Coordinate annotation entries:
^^^^^^^^
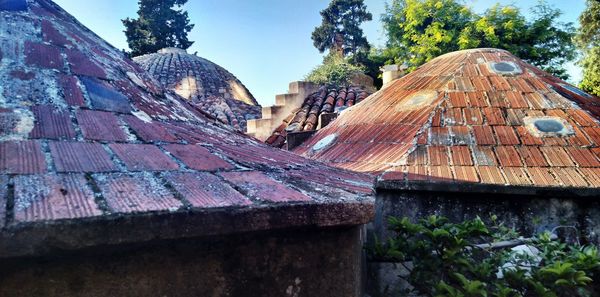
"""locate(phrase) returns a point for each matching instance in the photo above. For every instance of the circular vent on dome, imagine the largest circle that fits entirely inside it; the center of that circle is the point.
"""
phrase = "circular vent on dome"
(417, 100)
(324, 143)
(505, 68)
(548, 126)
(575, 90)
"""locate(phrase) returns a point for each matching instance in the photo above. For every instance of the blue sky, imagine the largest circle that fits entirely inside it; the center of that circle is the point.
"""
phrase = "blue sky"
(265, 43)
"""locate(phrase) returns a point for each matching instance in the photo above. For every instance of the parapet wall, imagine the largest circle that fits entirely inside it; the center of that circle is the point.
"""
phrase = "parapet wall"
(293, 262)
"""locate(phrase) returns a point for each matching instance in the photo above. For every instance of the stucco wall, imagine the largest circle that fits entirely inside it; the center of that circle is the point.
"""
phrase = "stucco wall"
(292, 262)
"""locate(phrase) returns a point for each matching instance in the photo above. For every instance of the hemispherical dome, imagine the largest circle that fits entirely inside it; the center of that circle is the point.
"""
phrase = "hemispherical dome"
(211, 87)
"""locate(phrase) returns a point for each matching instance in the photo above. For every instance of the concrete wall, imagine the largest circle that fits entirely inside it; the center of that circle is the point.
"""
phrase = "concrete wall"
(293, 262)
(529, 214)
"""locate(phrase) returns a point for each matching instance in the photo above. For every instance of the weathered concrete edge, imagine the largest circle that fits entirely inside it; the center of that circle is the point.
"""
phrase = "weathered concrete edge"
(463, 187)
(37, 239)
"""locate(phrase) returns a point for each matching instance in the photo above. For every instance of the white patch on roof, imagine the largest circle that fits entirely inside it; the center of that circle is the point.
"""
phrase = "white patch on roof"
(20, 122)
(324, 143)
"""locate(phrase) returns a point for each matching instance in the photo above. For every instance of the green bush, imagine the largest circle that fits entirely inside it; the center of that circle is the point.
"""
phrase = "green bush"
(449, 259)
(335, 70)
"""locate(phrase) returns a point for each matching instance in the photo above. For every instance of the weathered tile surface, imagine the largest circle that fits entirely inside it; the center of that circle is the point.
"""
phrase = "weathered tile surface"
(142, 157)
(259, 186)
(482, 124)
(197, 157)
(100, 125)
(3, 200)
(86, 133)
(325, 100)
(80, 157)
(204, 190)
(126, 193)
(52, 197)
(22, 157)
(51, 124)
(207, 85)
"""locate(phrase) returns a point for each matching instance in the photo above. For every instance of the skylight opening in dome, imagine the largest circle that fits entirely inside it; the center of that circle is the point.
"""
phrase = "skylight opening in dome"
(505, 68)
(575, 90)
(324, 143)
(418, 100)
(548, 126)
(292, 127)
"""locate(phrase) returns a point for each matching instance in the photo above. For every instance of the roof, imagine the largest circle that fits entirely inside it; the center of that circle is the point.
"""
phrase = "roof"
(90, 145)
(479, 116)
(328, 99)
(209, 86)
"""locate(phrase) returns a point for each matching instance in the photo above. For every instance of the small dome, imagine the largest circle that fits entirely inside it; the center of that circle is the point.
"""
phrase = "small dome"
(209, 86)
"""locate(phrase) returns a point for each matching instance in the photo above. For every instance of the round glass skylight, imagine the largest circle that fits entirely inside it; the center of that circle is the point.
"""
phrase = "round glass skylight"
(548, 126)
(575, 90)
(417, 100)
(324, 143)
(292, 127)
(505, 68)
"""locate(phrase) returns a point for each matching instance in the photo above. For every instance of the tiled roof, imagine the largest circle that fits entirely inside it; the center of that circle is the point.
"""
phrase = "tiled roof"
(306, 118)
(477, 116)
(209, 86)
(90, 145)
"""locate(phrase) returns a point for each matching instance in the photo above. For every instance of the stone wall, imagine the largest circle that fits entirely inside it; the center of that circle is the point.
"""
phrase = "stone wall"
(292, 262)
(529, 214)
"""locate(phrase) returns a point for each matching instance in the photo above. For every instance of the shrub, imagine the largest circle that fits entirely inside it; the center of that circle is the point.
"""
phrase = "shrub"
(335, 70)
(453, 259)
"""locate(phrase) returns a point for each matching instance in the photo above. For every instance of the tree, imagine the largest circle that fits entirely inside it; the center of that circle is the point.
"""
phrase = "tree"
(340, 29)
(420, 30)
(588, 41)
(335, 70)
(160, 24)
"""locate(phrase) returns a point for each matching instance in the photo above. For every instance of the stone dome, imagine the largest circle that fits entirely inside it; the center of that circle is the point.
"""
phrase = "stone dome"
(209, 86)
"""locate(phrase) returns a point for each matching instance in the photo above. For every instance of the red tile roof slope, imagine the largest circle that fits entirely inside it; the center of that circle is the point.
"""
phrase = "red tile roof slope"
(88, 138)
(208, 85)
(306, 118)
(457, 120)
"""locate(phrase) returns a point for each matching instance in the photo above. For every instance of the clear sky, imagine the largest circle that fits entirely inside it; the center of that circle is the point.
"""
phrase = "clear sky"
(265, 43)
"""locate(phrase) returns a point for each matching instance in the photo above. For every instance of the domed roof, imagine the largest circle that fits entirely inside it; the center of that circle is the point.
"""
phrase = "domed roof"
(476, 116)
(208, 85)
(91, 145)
^^^^^^^^
Work required: Write out each entry exactly as given, omitting any picture.

Solution to this exercise:
"""locate(phrase) returns a point for each matching instance in the photo above. For every instance of the circular vent on dome, imagine the largest circle that fits entirely inside it; the center of that circle is the point.
"""
phrase = "circular vent on dome"
(417, 100)
(324, 143)
(505, 68)
(548, 126)
(575, 90)
"""locate(phrase) returns a point for each matching instance in the photo above. For every instance of the blue sky, imagine the largest circle that fits entirely inside it; the center of that circle is the point.
"""
phrase = "blue sky"
(265, 43)
"""locate(phrase) returns a point for each matching instance in the photo above. For every instance of the parapet wall, imagine the largest circle that fits entirely inside it; the center of that circle is the point.
"""
phrase = "parapet wall"
(293, 262)
"""locate(phrase) returns a point for each matching instance in the photo above. For every instance of the stucco wall, imagine the largest circle that fits entirely inside it; the center of that circle is the point.
"""
phrase = "stucco wall"
(292, 262)
"""locate(phrase) returns a point for each matching instance in the photo above. For every instance of the hemispherical dome, imagine the largest circle that fits entirely inside it; the center of that circle is the point.
"""
phrase = "hemispherical dome"
(211, 87)
"""locate(phrase) returns a point for each matching instance in the photo above. For every instance of the concrete wall, imagine the largest circle that fits entirely inside it; the center of that circle is the point.
"""
phrase = "concrete wall"
(293, 262)
(529, 214)
"""locate(phrase) returns a point for each matching instance in the photo above. For every instance of the weathered concrete edge, imagine the largest circle that fits entirely inside it; the center of that circle is the point.
"""
phrase = "weathered concrete edge"
(463, 187)
(37, 239)
"""locate(phrase) returns a point for each matching instance in the photo above. For every instance of the white patch on roof, imagine the largest circle that fits entirely inside it; the center of that circle is the point.
"""
phrase = "white patch on roof"
(20, 122)
(324, 143)
"""locate(phrase) returns a point for each matching instance in the photo above. For every instance of the green bush, imagine the largest circle that fits entirely inside it; the center of that circle is the point.
"""
phrase = "green bush"
(449, 259)
(335, 70)
"""locate(phrase) returns a point for each matching instance in the photo above. For every instance of the weathered tile surface, imagine the largest circle that fits entirely inside it; the center of that circle is the point.
"""
phrase = "weathered tile surface"
(142, 157)
(259, 186)
(482, 124)
(197, 157)
(100, 125)
(3, 200)
(86, 133)
(325, 100)
(80, 157)
(204, 190)
(126, 193)
(52, 197)
(22, 157)
(51, 124)
(207, 85)
"""locate(phrase) returns a point for each matching instance in the photo above. For every instance of the skylight opening in dome, imagine the largest circle that fits entirely inside it; the center of that circle is the point.
"""
phrase = "skylight opening in dome"
(505, 68)
(575, 90)
(324, 143)
(418, 100)
(548, 126)
(292, 127)
"""locate(phrase) returns a point for each matching instance in the photo above. For every instance of the roof, imagine the largest circle that fits entirely inside it; the center of that circle is the point.
"""
phrase = "roof"
(90, 145)
(479, 116)
(328, 99)
(209, 86)
"""locate(phrase) returns a point for each matching instance in the photo above. For every instance of the small dome, imagine the largest circle that fits entirely inside it; the center of that circle is the point.
"""
phrase = "small dome"
(209, 86)
"""locate(phrase) returns a point for each matching instance in the photo above. For every instance of the round glass skylight, imagine the largest circle that fits entirely inside it; the center of that circle is the point.
"""
phrase = "round glass skylight"
(548, 126)
(575, 90)
(417, 100)
(324, 143)
(292, 127)
(505, 68)
"""locate(phrase) returns a point for each matching instance in the photo above. For every instance of the tiled roof, imagine the largest circle that fits entirely inside it; the center of that circle is the point.
"""
phrase = "tiled roof"
(306, 118)
(477, 116)
(209, 86)
(90, 145)
"""locate(phrase) returns a point for each matching instance in the photo above. For every instance of the stone wall, imagine the largest circle that fits entirely inside it; the center of that circle is the point.
"""
phrase = "stone wall"
(292, 262)
(529, 214)
"""locate(phrase) returns a point for each matching instance in the photo above. For every instance of the shrub, imagine the largest circle that fits entirely inside it; the center of that circle is the point.
"""
phrase = "shrub"
(335, 70)
(453, 259)
"""locate(phrase) returns a point for each matching instance in the photo above. For every instance of the tree, imagine the largest circle that fits entirely inside it; the center of that circle is the point.
"""
phrase = "tree"
(340, 29)
(420, 30)
(588, 41)
(335, 70)
(160, 24)
"""locate(phrase) returns a point for each matching instance in the photo above. For every instance of the stone dome, imagine the largest circle that fits entirely inside it; the center of that circle is the point.
"""
phrase = "stone dome"
(209, 86)
"""locate(phrase) returns a point for each matching instance in the photo above. For every instance of the red tile roof slope, imagine the largest circle that fits entirely inside it; the center of that circle is the point.
"""
phrase = "red tile roof slope"
(88, 138)
(208, 85)
(306, 118)
(457, 120)
"""locate(phrase) returns a point for each matching instance in the photo above. For every instance of the clear sky, imagine the largest circle that fits entirely inside it; the center of that circle is the point.
"""
phrase = "clear sky"
(265, 43)
"""locate(phrase) returns a point for each matching instance in the photo above. For every instance of the domed roof, imagine the largest circle that fits entirely inside it; the center of that circle is the point.
"""
phrase = "domed roof"
(476, 116)
(208, 85)
(91, 145)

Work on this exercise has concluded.